Work to be completed
Please print each entry below exactly as it stands, but without any pictures.

Record extracts

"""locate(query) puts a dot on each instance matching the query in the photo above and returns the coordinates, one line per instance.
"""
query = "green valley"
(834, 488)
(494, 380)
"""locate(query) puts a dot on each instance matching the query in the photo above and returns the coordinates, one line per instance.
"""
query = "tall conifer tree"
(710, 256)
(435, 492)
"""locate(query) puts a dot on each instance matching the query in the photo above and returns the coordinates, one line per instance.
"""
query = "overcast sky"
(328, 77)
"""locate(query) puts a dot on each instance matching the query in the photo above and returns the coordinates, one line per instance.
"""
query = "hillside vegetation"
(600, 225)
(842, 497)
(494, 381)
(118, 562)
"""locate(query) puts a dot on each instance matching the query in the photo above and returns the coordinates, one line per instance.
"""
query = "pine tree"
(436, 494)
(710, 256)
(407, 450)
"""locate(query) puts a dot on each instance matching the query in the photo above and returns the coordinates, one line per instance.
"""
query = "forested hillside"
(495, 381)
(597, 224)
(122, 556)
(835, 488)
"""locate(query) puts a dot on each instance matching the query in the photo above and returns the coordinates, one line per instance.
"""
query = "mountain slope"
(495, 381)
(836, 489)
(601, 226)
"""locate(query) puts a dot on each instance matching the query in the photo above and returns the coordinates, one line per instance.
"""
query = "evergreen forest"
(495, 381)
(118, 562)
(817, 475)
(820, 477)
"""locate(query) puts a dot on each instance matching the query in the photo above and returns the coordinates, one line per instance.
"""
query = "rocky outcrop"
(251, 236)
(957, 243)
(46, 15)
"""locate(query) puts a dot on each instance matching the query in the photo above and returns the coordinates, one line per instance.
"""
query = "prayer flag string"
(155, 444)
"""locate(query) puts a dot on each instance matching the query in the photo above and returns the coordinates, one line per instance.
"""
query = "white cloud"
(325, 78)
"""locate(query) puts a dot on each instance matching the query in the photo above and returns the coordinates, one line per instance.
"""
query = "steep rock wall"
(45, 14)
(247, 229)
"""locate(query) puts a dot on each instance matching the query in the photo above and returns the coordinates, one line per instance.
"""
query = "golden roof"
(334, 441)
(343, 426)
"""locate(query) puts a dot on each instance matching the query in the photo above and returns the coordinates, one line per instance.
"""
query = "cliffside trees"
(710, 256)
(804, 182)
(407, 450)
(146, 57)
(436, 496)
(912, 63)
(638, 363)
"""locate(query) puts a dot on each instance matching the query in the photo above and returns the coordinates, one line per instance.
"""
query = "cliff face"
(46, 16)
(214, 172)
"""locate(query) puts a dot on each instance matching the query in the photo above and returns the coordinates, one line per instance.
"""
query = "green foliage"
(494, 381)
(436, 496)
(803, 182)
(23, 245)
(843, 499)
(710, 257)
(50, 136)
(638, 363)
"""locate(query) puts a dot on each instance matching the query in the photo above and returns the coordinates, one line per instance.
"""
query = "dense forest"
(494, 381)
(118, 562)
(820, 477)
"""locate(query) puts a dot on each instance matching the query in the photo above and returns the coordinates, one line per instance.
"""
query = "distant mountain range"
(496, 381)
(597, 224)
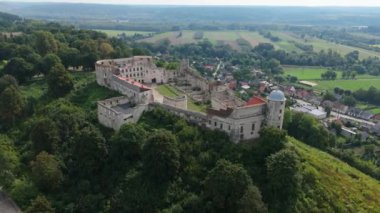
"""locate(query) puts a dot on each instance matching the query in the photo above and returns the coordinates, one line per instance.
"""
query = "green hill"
(7, 19)
(332, 185)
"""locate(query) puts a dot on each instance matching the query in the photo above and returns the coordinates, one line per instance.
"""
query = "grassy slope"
(169, 91)
(85, 94)
(337, 184)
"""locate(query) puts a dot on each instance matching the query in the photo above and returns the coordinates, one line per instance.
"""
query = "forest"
(56, 157)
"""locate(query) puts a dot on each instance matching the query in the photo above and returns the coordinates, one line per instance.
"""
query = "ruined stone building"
(241, 120)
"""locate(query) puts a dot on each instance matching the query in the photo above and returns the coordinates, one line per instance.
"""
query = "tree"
(126, 145)
(46, 172)
(44, 136)
(9, 161)
(20, 69)
(40, 205)
(251, 201)
(161, 153)
(284, 179)
(349, 100)
(227, 187)
(59, 81)
(7, 80)
(23, 191)
(45, 42)
(105, 49)
(47, 63)
(11, 104)
(69, 56)
(271, 141)
(88, 152)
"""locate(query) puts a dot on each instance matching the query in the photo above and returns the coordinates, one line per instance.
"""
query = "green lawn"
(369, 107)
(114, 33)
(87, 92)
(169, 91)
(348, 84)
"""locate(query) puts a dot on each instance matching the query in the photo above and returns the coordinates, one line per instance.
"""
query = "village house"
(241, 120)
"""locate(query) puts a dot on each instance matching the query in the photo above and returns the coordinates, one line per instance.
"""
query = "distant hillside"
(7, 19)
(196, 14)
(334, 186)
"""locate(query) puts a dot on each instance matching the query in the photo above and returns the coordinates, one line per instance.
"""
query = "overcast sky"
(226, 2)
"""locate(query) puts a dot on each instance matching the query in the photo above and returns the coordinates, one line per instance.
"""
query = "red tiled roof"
(255, 101)
(142, 86)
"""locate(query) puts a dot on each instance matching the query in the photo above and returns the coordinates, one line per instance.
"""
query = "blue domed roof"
(276, 95)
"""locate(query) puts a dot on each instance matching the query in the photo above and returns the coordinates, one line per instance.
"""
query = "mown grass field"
(114, 33)
(320, 44)
(314, 75)
(344, 187)
(85, 94)
(215, 37)
(254, 38)
(168, 91)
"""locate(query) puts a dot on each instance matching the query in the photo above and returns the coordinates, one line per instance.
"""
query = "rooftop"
(123, 108)
(135, 83)
(255, 101)
(276, 95)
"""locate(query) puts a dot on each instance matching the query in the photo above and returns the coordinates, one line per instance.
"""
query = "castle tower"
(276, 109)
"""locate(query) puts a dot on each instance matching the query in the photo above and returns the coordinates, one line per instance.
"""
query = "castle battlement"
(131, 76)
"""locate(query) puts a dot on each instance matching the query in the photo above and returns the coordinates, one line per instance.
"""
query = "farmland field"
(320, 44)
(314, 74)
(114, 33)
(254, 38)
(305, 73)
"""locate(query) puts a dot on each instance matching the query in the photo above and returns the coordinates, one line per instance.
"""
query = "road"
(338, 115)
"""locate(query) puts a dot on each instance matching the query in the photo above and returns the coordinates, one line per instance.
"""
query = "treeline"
(71, 164)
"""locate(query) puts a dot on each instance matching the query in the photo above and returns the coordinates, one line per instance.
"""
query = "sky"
(366, 3)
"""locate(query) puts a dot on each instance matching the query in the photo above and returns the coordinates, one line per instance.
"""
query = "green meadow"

Reply
"""locate(query) puts a dot on each instance matching the query in the photo above and returns the coordinates, one line per instance.
"""
query = "green valley"
(834, 488)
(494, 380)
"""locate(query) puts a dot on each instance matching the query in the photo above and returns the coordinates, one line per instance.
"""
query = "tall conifer tree"
(710, 256)
(435, 492)
"""locate(query) puts a dot on each instance matching the query in the photo above and returns the coordinates, one line per instance.
"""
query = "overcast sky"
(328, 77)
"""locate(query) puts a dot on each instance matching the query in the photo above and returns the coordinates, one line per instance.
"""
query = "hillside vegetation"
(600, 225)
(842, 497)
(494, 381)
(118, 562)
"""locate(query) puts a dot on each instance matching the query in the photo above and returns the coordinates, one line per instance.
"""
query = "pine tree"
(436, 494)
(710, 256)
(407, 450)
"""locate(query) puts a dot on each instance matching the query in the photo above and returns the coordinates, one line per instance.
"""
query = "forested hillside"
(495, 381)
(597, 224)
(122, 556)
(835, 488)
"""locate(query) puts a dot on each instance matching the query in the photo above and returns the coordinates, one line per instance.
"""
query = "mountain slope"
(495, 381)
(836, 489)
(601, 226)
"""locate(query) puts a dot on each instance matching the query in the photo above and returns the coordinates, one line per instance.
"""
query = "evergreen forest"
(495, 381)
(118, 562)
(817, 475)
(820, 477)
"""locate(query) puts a dot on each instance matching the query in the photo above and returns the coordinates, one line per instance.
"""
query = "rocky outcrop"
(251, 236)
(957, 243)
(46, 15)
"""locate(query) puts a dot on each instance matching the query in the photo above and returns the coordinates, one line per instance.
"""
query = "prayer flag string"
(155, 444)
"""locate(query) puts a dot on each instance matching the query in the photo above and returns the coordinates, one line per instance.
"""
query = "white cloud"
(325, 78)
"""locate(query) puts a dot on each instance matching the query in the photo above and returns the coordinates, one line per instance.
"""
query = "steep rock wall"
(45, 14)
(247, 229)
"""locate(query) puts a dot on each instance matching the query in the photo above and returns the coordinates, one line per instance.
"""
query = "golden roof"
(334, 441)
(343, 426)
"""locate(query) puts a dot on each instance matching the query in the photo above and returns the coordinates, one line per instance.
"""
query = "cliffside trees"
(710, 256)
(804, 182)
(407, 450)
(146, 57)
(436, 496)
(912, 63)
(638, 363)
"""locate(query) puts a dot on each instance matching the query in the photo above and returns the coordinates, one line per instance.
"""
query = "cliff face"
(46, 16)
(214, 172)
"""locate(query) puts a dot on each instance matching the query in the photo above and returns the coordinates, one line per instance.
"""
query = "green foliage"
(494, 381)
(436, 496)
(803, 182)
(23, 245)
(843, 499)
(710, 257)
(50, 136)
(638, 363)
"""locate(query) puts a dot on each instance matching the query in the photo above and returns the coordinates, one line per instance.
"""
query = "dense forest"
(494, 381)
(118, 562)
(820, 477)
"""locate(query) puts a dot on each instance matching the query in the photo above and returns the coordinates, one line per instance.
"""
query = "distant mountain range"
(496, 381)
(597, 224)
"""locate(query) puts a dot on each instance matching the query in the photo above and returns the coordinates, one line per instance.
"""
query = "green hill"
(7, 19)
(332, 185)
"""locate(query) puts a dot on each instance matching the query in the photo above and returns the coordinates, one line per instance.
"""
query = "grassy slope"
(169, 91)
(85, 94)
(337, 184)
"""locate(query) puts a dot on each instance matching the query in the photo above and returns the coordinates, one line per instance.
"""
query = "forest"
(56, 157)
"""locate(query) puts a dot on each instance matching the query in the photo above and returns the coordinates, one line per instance.
"""
query = "ruined stone building"
(241, 120)
"""locate(query) puts a dot on each instance matching the query in the photo above and returns the coordinates, one line per instance.
"""
query = "tree"
(126, 145)
(46, 172)
(44, 136)
(9, 161)
(20, 69)
(40, 205)
(251, 201)
(161, 153)
(284, 179)
(349, 100)
(227, 187)
(59, 81)
(7, 80)
(23, 191)
(45, 42)
(105, 49)
(47, 63)
(11, 104)
(69, 56)
(271, 141)
(88, 152)
"""locate(query) puts a dot on each instance matching the query in the photo above and returns the coordinates, one line per instance.
"""
query = "green lawn"
(369, 107)
(114, 33)
(87, 92)
(169, 91)
(348, 84)
"""locate(query) puts a dot on each instance matching the query in the photo above and returns the coordinates, one line per instance.
"""
query = "village house"
(241, 120)
"""locate(query) puts a dot on each instance matching the query in the photo above and returns the coordinates, one line per instance.
"""
query = "distant hillside"
(7, 19)
(196, 14)
(334, 186)
"""locate(query) puts a dot on each instance matching the query in the photo above and returns the coordinates, one line per instance.
"""
query = "overcast sky"
(226, 2)
"""locate(query) puts a dot on each instance matching the query in the photo above and returns the coordinates, one line per instance.
"""
query = "red tiled roof"
(255, 101)
(142, 86)
"""locate(query) puts a dot on each instance matching the query in the photo above and returns the coordinates, one line per instance.
"""
query = "blue domed roof"
(276, 95)
"""locate(query) puts a dot on each instance matching the query in the photo above and returns the coordinates, one line per instance.
"""
query = "mown grass field"
(114, 33)
(320, 44)
(314, 75)
(344, 187)
(85, 94)
(215, 37)
(254, 38)
(168, 91)
"""locate(query) puts a dot on each instance matching the query in the photo above and returns the coordinates, one line per instance.
"""
query = "rooftop"
(123, 108)
(135, 83)
(255, 101)
(276, 95)
"""locate(query) puts a dot on each instance matching the query in the photo above and returns the coordinates, one line per instance.
"""
query = "castle tower"
(276, 109)
"""locate(query) puts a dot on each instance matching the query in the photo above and returns the coordinates, one line per instance.
"""
query = "castle battlement"
(131, 76)
"""locate(query) puts a dot on each instance matching the query in the photo above and returns the coordinates, one line per instance.
"""
query = "farmland field"
(320, 44)
(314, 74)
(114, 33)
(254, 38)
(305, 73)
"""locate(query) puts a dot on each instance matching the query in the photo above and returns the coordinates, one line per instance.
"""
query = "road"
(338, 115)
"""locate(query) puts a dot on each instance matching the query in the photo above and returns the coordinates, one line per instance.
"""
query = "treeline"
(71, 164)
"""locate(query) puts a dot on each instance matching the query in the photo above and returns the coordinates, one line per instance.
"""
query = "sky"
(366, 3)
"""locate(query) puts a dot on each instance matching the query in the photo above and returns the coordinates, one line per instance.
"""
query = "green meadow"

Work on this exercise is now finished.